**To do**
Every entry in this listing should be written out exactly.

**Information**
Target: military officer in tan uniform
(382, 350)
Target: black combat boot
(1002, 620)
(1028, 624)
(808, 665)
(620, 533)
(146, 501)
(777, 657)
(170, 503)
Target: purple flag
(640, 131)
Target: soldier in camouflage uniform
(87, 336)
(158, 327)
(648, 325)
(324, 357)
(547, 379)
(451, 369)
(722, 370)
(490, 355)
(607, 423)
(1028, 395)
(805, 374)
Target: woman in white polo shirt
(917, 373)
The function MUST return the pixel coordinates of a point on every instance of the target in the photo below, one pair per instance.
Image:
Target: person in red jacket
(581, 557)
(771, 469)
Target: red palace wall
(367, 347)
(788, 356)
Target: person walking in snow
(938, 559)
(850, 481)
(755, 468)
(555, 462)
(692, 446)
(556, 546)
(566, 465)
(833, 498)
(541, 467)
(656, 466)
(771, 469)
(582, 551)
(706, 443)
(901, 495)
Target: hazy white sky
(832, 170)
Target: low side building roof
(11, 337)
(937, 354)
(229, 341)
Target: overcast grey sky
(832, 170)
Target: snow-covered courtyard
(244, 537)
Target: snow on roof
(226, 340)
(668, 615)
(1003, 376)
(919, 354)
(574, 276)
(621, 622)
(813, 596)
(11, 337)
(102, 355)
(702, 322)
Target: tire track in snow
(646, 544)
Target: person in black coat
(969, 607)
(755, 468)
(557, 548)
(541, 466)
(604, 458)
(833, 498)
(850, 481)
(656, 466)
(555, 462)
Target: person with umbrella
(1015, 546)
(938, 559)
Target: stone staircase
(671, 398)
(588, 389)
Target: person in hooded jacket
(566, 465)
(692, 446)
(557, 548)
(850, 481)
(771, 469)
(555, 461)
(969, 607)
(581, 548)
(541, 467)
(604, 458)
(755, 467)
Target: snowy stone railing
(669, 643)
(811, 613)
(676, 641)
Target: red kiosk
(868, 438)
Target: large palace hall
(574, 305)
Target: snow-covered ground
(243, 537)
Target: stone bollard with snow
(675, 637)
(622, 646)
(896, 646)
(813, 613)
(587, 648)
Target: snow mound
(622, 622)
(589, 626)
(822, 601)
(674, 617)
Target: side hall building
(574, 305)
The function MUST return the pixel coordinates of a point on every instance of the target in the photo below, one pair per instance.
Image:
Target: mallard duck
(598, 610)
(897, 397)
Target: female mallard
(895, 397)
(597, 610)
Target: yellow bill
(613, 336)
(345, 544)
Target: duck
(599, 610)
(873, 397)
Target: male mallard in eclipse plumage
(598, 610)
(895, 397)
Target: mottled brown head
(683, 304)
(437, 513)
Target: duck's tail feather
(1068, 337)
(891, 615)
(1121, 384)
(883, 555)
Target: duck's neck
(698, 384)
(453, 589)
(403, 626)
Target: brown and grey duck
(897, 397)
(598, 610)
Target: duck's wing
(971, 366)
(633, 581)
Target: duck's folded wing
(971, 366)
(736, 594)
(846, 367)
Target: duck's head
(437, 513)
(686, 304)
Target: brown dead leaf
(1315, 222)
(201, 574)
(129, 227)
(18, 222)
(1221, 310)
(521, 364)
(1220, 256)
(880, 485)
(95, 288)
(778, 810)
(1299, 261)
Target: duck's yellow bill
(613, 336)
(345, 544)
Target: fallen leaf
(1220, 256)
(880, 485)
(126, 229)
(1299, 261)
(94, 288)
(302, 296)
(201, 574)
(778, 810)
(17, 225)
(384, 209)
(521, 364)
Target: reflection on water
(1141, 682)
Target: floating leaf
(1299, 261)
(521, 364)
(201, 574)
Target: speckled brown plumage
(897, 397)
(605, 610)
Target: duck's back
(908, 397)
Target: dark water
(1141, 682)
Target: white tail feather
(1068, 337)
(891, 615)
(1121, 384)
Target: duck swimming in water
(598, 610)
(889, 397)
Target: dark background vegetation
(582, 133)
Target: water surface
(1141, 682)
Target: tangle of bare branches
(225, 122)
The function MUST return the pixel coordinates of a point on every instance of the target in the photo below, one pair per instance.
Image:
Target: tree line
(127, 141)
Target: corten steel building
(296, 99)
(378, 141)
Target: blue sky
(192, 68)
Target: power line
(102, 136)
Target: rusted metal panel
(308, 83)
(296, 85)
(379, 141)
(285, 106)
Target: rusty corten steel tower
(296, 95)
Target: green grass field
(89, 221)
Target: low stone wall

**Solution below**
Target: military officer in tan uniform
(382, 350)
Target: black combat boot
(1002, 620)
(1028, 624)
(808, 665)
(620, 533)
(146, 501)
(777, 657)
(170, 503)
Target: purple flag
(640, 131)
Target: soldier in camouflage uniform
(87, 336)
(158, 327)
(648, 325)
(324, 357)
(547, 379)
(451, 369)
(722, 370)
(490, 355)
(607, 423)
(1028, 395)
(805, 374)
Target: woman in white polo shirt
(917, 373)
The function MUST return the pixel coordinates of a point on every instance of the target in the photo below, one pair per instance.
Image:
Target: person in red jacket
(581, 557)
(771, 469)
Target: red palace wall
(367, 347)
(788, 356)
Target: person walking in snow
(938, 559)
(850, 481)
(755, 468)
(555, 462)
(692, 446)
(556, 546)
(566, 465)
(833, 498)
(541, 467)
(656, 466)
(771, 469)
(582, 551)
(706, 443)
(901, 495)
Target: hazy white sky
(832, 170)
Target: low side building roof
(11, 337)
(937, 354)
(229, 341)
Target: overcast grey sky
(832, 170)
Target: snow-covered courtyard
(244, 537)
Target: snow on roof
(226, 340)
(668, 615)
(1003, 376)
(919, 354)
(574, 276)
(621, 622)
(813, 596)
(11, 337)
(102, 355)
(702, 322)
Target: tire track in snow
(646, 544)
Target: person in black coat
(969, 607)
(755, 468)
(557, 548)
(541, 466)
(604, 458)
(833, 498)
(850, 481)
(656, 466)
(555, 462)
Target: person with umbrella
(1015, 546)
(938, 559)
Target: stone staircase
(671, 398)
(588, 389)
Target: person in hooded jacket
(566, 465)
(692, 446)
(557, 548)
(850, 481)
(771, 469)
(555, 461)
(969, 607)
(581, 548)
(541, 467)
(604, 458)
(755, 467)
Target: snowy stone railing
(669, 643)
(811, 613)
(676, 641)
Target: red kiosk
(868, 438)
Target: large palace hall
(574, 305)
Target: snow-covered ground
(243, 537)
Target: stone bollard with snow
(675, 637)
(622, 646)
(896, 646)
(813, 613)
(587, 648)
Target: snow mound
(622, 622)
(589, 626)
(822, 601)
(674, 617)
Target: side hall building
(574, 305)
The function MUST return the pixel coordinates of a point on every instance of the target in the photo below, one pair per instance.
Image:
Target: mallard duck
(598, 610)
(897, 397)
Target: female mallard
(895, 397)
(597, 610)
Target: yellow bill
(613, 336)
(345, 544)
Target: duck
(599, 610)
(873, 397)
Target: male mallard in eclipse plumage
(598, 610)
(895, 397)
Target: mottled brown head
(683, 304)
(437, 513)
Target: duck's tail feather
(1068, 337)
(891, 615)
(1121, 384)
(883, 555)
Target: duck's neck
(698, 384)
(453, 589)
(403, 626)
Target: brown and grey duck
(897, 397)
(598, 610)
Target: duck's wing
(971, 366)
(633, 581)
Target: duck's folded wing
(971, 366)
(736, 594)
(846, 367)
Target: duck's head
(437, 513)
(686, 304)
Target: brown dead leaf
(1315, 222)
(201, 574)
(129, 227)
(18, 222)
(1221, 310)
(521, 364)
(1220, 256)
(880, 485)
(95, 288)
(778, 810)
(1299, 261)
Target: duck's yellow bill
(613, 336)
(345, 544)
Target: fallen leaf
(1220, 256)
(880, 485)
(126, 229)
(1299, 261)
(94, 288)
(302, 296)
(201, 574)
(778, 810)
(17, 225)
(384, 209)
(521, 364)
Target: reflection on water
(1141, 682)
Target: floating leaf
(1299, 261)
(521, 364)
(201, 574)
Target: speckled brown plumage
(897, 397)
(605, 610)
Target: duck's back
(908, 397)
Target: dark water
(1141, 682)
Target: white tail feather
(1068, 337)
(891, 615)
(1121, 384)
Target: duck swimming in water
(598, 610)
(889, 397)
Target: dark background vegetation
(582, 133)
Target: water surface
(1141, 682)
Target: tangle of bare branches
(225, 122)
The function MUST return the pixel coordinates of a point on every instance of the target in the photo below, one pair per instance.
Image:
Target: tree line
(127, 141)
Target: corten steel building
(296, 99)
(378, 141)
Target: blue sky
(192, 68)
Target: power line
(102, 136)
Target: rusted metal panel
(308, 83)
(296, 85)
(379, 141)
(285, 106)
Target: rusty corten steel tower
(296, 95)
Target: green grass field
(89, 221)
Target: low stone wall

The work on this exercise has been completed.